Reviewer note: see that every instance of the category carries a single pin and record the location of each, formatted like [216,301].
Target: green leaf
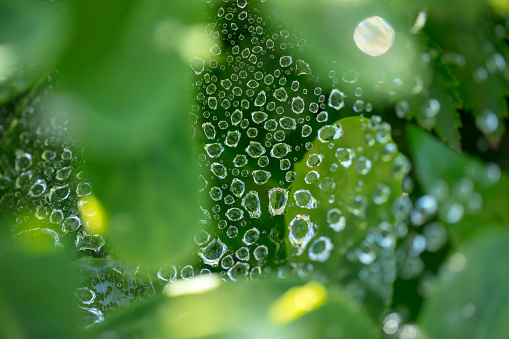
[483,85]
[123,85]
[31,36]
[471,195]
[329,27]
[471,300]
[342,223]
[273,308]
[37,295]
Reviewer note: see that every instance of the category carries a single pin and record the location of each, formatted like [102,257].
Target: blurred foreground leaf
[342,221]
[329,28]
[471,195]
[471,298]
[37,296]
[123,85]
[247,310]
[31,36]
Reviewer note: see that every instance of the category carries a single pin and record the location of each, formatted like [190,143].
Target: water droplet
##############################
*Exercise task:*
Reproduce all of the entries above verbatim, omitting the pictures.

*Expected answer:*
Reviewer note: see that every instance of the category carries a single pin and record the location of each, formatted like [216,301].
Target: green leaf
[483,85]
[123,85]
[31,36]
[471,195]
[329,27]
[471,300]
[342,223]
[273,308]
[37,295]
Reviewer note: see that every instance of the category carries a single pin and record the location of each, formatted like [102,257].
Target: blurred foreground leaf
[342,221]
[329,28]
[471,195]
[471,298]
[37,296]
[123,85]
[247,310]
[31,36]
Reviewer note: see that every instance of the category carries a single pin and record the location of each, formatted like [190,143].
Target: water droplet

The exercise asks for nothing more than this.